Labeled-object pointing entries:
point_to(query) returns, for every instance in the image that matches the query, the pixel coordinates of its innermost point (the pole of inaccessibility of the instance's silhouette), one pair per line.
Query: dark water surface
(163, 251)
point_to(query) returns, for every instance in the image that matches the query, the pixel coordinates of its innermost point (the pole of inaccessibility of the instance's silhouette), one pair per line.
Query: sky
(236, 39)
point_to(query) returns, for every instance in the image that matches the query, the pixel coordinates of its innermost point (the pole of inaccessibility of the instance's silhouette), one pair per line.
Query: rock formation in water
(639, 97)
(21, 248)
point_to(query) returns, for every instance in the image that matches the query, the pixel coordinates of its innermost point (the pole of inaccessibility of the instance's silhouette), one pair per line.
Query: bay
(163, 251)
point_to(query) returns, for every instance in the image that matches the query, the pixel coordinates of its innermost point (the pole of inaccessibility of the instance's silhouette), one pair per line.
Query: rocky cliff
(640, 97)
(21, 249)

Short problem: Return the listing above in full, character for character.

The response:
point_to(query) returns, for every instance in the image that matches the query, the pixel coordinates of its innermost point (the pole of inaccessibility of the instance's silhouette), one pair per line.
Query: dark water surface
(163, 251)
point_to(query) returns, for every instance in the image that matches the query, the pixel coordinates of its innermost point (the pole of inaccessibility of the instance's silhouette), one pair per line.
Query: sky
(236, 39)
point_to(query) returns, for every instance in the image that matches the query, the pixel coordinates of its innermost point (the pole of inaccessibility of the instance's silhouette), one pair per line.
Query: rock formation in water
(639, 97)
(21, 248)
point_to(query) returns, for every instance in the image that matches the query, the pixel coordinates of its innermost point (the pole of inaccessibility of the instance's silhouette), one pair per line.
Query: bay
(163, 251)
point_to(query) returns, for every instance in the image that matches the query, the pixel coordinates of its innermost point (the pole of inaccessibility of the instance's silhouette), one pair per line.
Query: rocky cliff
(640, 97)
(21, 249)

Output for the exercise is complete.